TEXT SEGMENT —
<<<<

The New York Yankees took a big gamble when they traded for pitcher Jameson Taillon from the Pittsburgh Pirates. Brian Cashman needed to rebuild a rotation that was losing three notable pitchers from 2020, and Taillon was an addition to a pitching staff filled with question marks after Gerrit Cole.
Taillon joined the Yankees as a new man, having remade his delivery following his second Tommy John surgery. Still, a new delivery will not translate to results overnight, and Taillon’s struggles in the first half were well documented.
On Monday, MLB named Taillon the AL Pitcher of the Month for July. The achievement signifies the culmination of his journey back to the mound after almost two years away recovering from injury.
“I told myself I worked too hard to not be good,” said Taillon via Zoom before Tuesday’s game. “…I worked too hard to just be mediocre.”
Taillon understands he did not earn this honor alone, citing Gary Sanchez calling good games and the defense among other factors that helped his numbers warrant the award. Still, he realizes that it is a special achievement as there are other pitchers with good, long careers that are never named a Pitcher of the Month.
A Jamo July to remember.
— New York Yankees (@Yankees) August 2, 2021
The Turning Point
In the midst of his struggles was a June 12th start against the Philadelphia Phillies in which he only recorded one out but allowed four earned runs.
“That Phillies start where I didn’t get out of the first inning, opened my eyes to where like ‘Hey we’re in June at this point, it’s time for me to put my foot down and get some results,’ said Taillon. “You can’t be strictly about the process all year. The process has to match up with the results at some point.”

>>>>

EXERCISE SET —
**a)** Answer these questions about the article on Jameson Taillon, one line each, marking the answers (i), (ii), (iii):
(i) Which team did the Yankees trade with to get Taillon?
(ii) What honor did MLB give Taillon for July?
(iii) Against which team did Taillon make the June 12th start in which he recorded only one out?
**b)** Reproduce everything in the Taillon article from "Taillon joined the" down to "of the Month.".
**c)** Write the next part of the article on Jameson Taillon, starting after its final paragraph.

DATA PROVIDED —
<<<<

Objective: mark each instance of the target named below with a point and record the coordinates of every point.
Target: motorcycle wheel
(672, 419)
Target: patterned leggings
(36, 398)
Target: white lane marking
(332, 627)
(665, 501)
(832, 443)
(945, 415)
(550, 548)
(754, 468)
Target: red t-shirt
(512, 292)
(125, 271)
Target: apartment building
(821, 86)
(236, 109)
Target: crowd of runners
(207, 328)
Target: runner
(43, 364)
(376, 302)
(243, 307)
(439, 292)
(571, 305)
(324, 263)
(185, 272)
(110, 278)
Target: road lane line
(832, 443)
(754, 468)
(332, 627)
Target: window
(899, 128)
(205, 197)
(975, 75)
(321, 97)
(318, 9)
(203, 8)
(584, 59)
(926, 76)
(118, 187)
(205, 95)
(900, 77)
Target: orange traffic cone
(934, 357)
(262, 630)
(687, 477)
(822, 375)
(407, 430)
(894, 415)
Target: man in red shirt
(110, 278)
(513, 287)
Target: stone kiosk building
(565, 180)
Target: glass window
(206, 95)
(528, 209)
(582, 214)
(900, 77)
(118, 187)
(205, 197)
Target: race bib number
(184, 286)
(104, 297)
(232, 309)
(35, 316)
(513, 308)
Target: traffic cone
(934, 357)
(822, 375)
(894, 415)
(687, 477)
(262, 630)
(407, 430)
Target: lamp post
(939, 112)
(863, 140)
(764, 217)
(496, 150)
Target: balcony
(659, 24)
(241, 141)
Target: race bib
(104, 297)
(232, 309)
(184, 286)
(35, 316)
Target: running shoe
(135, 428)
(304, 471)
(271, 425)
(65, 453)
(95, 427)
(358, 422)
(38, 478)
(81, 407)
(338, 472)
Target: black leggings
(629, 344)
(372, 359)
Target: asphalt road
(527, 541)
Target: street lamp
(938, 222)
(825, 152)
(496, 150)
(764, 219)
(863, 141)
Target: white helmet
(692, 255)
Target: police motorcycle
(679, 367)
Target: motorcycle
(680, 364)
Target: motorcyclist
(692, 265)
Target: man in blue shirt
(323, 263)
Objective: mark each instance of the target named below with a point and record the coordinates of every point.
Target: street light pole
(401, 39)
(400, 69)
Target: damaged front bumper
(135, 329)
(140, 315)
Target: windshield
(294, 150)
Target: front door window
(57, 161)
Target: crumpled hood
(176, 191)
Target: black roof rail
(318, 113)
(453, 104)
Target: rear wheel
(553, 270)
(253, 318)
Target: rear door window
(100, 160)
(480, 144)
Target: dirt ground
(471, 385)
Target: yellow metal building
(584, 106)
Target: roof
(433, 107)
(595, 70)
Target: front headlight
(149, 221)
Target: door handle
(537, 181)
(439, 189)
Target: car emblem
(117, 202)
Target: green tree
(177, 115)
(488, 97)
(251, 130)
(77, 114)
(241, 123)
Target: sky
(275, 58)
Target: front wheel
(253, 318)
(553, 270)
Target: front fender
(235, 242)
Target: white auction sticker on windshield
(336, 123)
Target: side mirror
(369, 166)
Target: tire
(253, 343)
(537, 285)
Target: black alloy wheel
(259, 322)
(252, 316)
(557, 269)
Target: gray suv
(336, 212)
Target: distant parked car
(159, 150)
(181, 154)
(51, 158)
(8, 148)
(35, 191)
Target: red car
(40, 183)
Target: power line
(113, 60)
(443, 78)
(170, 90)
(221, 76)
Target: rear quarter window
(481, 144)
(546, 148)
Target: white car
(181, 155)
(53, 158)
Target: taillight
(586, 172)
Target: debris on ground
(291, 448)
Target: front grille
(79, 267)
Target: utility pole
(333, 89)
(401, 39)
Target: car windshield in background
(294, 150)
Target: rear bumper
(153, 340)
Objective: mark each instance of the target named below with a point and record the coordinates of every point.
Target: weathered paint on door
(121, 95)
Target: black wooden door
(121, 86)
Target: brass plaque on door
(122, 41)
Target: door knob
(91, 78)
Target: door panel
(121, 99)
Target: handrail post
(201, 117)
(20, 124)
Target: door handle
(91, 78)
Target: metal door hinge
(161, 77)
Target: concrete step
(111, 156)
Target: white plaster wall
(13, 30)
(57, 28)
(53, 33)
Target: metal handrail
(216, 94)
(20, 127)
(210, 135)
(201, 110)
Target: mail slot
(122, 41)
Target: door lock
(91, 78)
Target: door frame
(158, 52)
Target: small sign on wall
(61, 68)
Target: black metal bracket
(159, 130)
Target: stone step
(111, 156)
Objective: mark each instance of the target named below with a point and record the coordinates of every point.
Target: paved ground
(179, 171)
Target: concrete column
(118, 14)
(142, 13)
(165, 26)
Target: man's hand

>>>>

EXERCISE ANSWERS —
**a)**
(i) The Pittsburgh Pirates
(ii) AL Pitcher of the Month
(iii) The Philadelphia Phillies

**b)**
Taillon joined the Yankees as a new man, having remade his delivery following his second Tommy John surgery. Still, a new delivery will not translate to results overnight, and Taillon’s struggles in the first half were well documented.
On Monday, MLB named Taillon the AL Pitcher of the Month for July. The achievement signifies the culmination of his journey back to the mound after almost two years away recovering from injury.
“I told myself I worked too hard to not be good,” said Taillon via Zoom before Tuesday’s game. “…I worked too hard to just be mediocre.”
Taillon understands he did not earn this honor alone, citing Gary Sanchez calling good games and the defense among other factors that helped his numbers warrant the award. Still, he realizes that it is a special achievement as there are other pitchers with good, long careers that are never named a Pitcher of the Month.

**c)**
Taillon took the initiative and went to pitching coach Matt Blake, some of the catchers, and the analytics department. After that, he threw a bullpen which he credits as the start of his turn around.
Now he throws more two-seam fastballs and is more aggressive with his curveball. Additionally, he is now executing differently with his four-seam fastball, throwing it down and away to right-handed batters.
The change in strategy and execution has worked out well for Taillon and fueled his transformation into the pitcher that the Yankees hoped he would become.
By The Numbers
Jameson Taillon went 4-0 with a 1.16 ERA and 0.968 WHIP over 31 July innings pitched. His performance was a stark turn around from his dismal June where he posted a 6.14 ERA and 1.591 WHIP in 22 innings. Taillon was more efficient and therefore able to pitch deeper into games – averaging six-plus innings pitched per start compared to four-plus innings in July.
Oddly enough, his control was a little worse in July than June with a worse K/BB ratio, and there was an element of luck involved in Taillon’s success. His batting average on balls in play went from .362 in June to .214 in July. That was a big factor in his opponents hitting .182 off him overall in July.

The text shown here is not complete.